Task to complete
Wherever a line in the data holds the word "below", pull that line out.

[Photo-based referring expression data]
*** Block opens ***

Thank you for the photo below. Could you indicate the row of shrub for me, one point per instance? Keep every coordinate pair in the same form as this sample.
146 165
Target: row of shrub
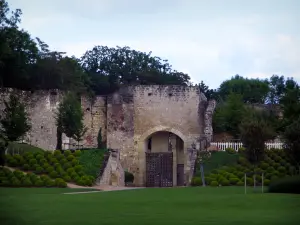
60 165
19 179
275 165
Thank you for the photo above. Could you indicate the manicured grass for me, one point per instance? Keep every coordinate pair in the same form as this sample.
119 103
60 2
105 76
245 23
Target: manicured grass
174 206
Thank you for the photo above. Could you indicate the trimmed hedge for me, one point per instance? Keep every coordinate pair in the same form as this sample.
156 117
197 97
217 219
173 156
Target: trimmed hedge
286 185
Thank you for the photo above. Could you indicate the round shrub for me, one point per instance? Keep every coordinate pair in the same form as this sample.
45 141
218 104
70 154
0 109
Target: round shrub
77 153
67 165
12 162
39 183
63 161
49 169
240 183
249 181
27 182
73 175
67 153
42 161
270 169
230 150
26 167
74 162
78 168
60 183
18 174
70 158
38 157
53 174
266 182
70 170
281 169
67 178
49 183
39 170
15 182
264 165
234 181
196 181
224 182
32 162
241 150
214 183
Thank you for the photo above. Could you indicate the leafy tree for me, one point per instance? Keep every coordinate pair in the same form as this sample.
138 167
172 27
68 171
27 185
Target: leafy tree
69 117
108 68
14 121
251 90
209 93
291 142
229 115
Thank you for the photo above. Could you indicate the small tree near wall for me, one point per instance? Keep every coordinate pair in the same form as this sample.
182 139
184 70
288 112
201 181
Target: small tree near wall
69 117
15 120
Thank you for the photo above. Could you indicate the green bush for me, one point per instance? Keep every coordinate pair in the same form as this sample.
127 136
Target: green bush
67 153
39 183
224 182
281 169
196 181
214 183
286 185
240 183
53 174
49 169
74 162
241 150
70 158
230 150
60 183
234 181
266 182
264 165
39 170
67 178
27 182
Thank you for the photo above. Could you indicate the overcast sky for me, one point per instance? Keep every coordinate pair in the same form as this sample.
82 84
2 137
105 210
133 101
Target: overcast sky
211 40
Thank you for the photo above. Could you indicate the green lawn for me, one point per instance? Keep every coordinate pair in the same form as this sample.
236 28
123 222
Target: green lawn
174 206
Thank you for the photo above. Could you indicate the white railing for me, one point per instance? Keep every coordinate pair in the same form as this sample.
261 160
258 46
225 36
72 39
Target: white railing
237 145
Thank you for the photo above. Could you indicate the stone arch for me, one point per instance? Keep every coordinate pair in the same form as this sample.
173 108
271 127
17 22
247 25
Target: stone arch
153 130
140 147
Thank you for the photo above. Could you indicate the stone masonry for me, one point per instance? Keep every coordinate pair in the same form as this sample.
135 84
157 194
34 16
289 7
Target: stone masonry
127 118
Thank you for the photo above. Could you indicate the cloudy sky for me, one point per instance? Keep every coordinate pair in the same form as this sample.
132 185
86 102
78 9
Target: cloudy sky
211 40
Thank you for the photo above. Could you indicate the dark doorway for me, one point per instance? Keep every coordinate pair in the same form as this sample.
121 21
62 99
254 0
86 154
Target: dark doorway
159 169
180 175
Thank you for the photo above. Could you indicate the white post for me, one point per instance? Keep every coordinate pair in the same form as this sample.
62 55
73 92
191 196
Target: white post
262 183
245 183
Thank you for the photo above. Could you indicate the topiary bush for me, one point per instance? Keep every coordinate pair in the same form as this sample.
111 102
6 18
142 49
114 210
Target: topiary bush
214 183
196 181
230 150
286 185
129 177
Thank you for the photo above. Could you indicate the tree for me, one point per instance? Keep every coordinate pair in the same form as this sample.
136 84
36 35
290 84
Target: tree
209 93
14 121
251 90
254 132
108 68
69 117
291 142
229 114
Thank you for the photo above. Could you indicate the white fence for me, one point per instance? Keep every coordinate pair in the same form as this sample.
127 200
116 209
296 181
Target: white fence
237 145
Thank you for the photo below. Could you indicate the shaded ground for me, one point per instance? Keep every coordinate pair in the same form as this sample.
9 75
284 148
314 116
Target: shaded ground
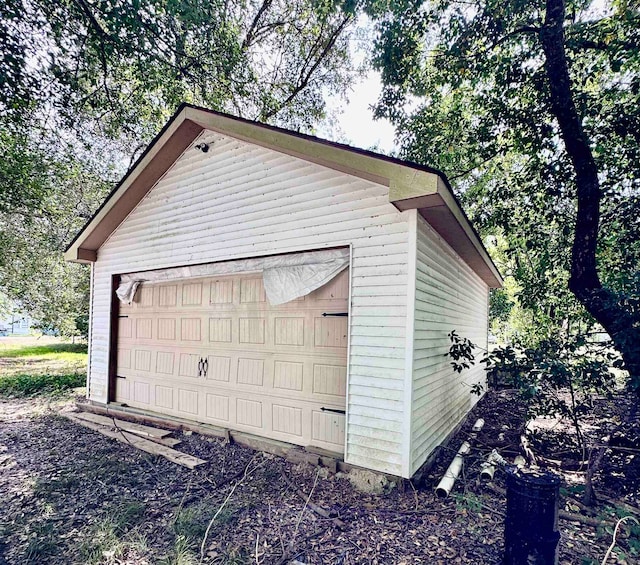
70 495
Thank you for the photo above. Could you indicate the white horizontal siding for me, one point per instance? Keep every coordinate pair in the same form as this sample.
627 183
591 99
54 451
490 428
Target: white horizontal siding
449 296
241 200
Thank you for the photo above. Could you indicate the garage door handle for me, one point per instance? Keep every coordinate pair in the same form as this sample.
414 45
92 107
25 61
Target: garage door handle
333 410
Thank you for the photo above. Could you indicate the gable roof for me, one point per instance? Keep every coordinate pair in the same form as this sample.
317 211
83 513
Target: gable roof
410 185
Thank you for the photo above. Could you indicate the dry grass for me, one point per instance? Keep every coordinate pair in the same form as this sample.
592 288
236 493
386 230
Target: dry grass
30 366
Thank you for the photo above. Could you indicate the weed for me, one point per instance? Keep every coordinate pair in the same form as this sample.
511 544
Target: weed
55 486
43 350
31 385
192 521
42 544
107 542
183 553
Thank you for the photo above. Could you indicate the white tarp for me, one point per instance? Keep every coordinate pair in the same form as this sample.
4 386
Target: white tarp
286 277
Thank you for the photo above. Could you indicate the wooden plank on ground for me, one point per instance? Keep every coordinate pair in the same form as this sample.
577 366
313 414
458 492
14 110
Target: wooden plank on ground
138 429
140 443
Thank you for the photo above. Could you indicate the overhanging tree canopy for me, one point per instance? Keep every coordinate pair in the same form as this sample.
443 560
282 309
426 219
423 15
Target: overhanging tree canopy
533 108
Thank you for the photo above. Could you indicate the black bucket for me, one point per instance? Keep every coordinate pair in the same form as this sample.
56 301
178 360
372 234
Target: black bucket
531 526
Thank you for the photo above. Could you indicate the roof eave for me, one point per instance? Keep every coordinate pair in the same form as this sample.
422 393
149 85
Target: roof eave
444 214
164 150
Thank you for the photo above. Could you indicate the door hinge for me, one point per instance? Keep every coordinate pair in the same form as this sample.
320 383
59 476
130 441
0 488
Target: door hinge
333 410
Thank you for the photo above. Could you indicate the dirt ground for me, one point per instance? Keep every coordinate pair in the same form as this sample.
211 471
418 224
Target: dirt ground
70 495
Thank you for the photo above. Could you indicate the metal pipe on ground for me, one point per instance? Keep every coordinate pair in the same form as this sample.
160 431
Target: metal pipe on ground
453 471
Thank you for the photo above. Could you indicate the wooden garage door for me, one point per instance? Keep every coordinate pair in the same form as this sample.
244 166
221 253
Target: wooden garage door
213 350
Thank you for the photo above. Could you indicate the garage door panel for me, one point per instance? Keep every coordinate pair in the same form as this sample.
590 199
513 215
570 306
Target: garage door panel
214 350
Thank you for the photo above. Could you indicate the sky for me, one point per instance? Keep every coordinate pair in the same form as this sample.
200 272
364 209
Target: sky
356 121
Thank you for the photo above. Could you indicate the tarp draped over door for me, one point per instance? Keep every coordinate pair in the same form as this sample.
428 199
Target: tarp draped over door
285 277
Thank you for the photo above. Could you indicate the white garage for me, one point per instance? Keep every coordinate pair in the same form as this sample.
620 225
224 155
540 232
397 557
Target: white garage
276 284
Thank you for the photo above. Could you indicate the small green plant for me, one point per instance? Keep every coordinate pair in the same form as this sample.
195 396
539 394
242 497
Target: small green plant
183 553
192 521
115 536
560 377
42 545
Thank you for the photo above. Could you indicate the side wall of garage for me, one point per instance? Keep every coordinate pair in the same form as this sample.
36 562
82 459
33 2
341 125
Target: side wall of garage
241 200
448 296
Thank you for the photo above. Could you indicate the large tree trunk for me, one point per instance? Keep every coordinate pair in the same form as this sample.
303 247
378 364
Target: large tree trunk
606 306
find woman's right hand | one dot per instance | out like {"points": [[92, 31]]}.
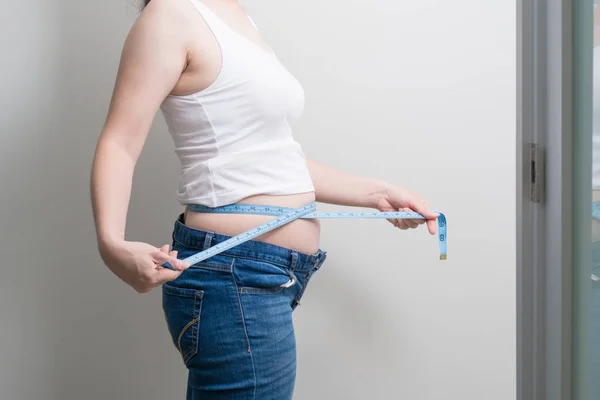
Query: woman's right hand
{"points": [[139, 264]]}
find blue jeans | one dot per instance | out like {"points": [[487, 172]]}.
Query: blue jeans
{"points": [[230, 317]]}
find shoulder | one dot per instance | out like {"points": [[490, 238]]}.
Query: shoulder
{"points": [[163, 21]]}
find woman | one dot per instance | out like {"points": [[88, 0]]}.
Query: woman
{"points": [[227, 101]]}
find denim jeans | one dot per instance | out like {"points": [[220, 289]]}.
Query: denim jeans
{"points": [[230, 317]]}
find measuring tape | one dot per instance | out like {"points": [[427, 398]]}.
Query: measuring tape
{"points": [[286, 215]]}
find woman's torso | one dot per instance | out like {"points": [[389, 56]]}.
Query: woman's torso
{"points": [[205, 65]]}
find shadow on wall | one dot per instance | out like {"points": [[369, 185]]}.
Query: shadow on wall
{"points": [[79, 332]]}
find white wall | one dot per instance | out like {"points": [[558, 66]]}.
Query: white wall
{"points": [[419, 93]]}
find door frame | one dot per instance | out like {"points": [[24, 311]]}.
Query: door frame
{"points": [[544, 224]]}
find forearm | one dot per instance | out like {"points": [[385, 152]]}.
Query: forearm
{"points": [[111, 181], [337, 187]]}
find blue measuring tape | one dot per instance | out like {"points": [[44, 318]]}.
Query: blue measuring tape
{"points": [[286, 215]]}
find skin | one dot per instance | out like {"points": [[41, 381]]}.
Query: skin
{"points": [[171, 50]]}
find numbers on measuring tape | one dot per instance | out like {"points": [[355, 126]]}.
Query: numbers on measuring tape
{"points": [[286, 215]]}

*** Block closes ***

Worked solution
Thank you for the photo below. Could you indicate the row of shrub for me, one point per instance? Keep every coordinate pair in the same form as this sample.
Thank you for the photo below. Could you indicate the shaded ground for me, one point per instance? Keep every coordinate pair in the same form as this sample.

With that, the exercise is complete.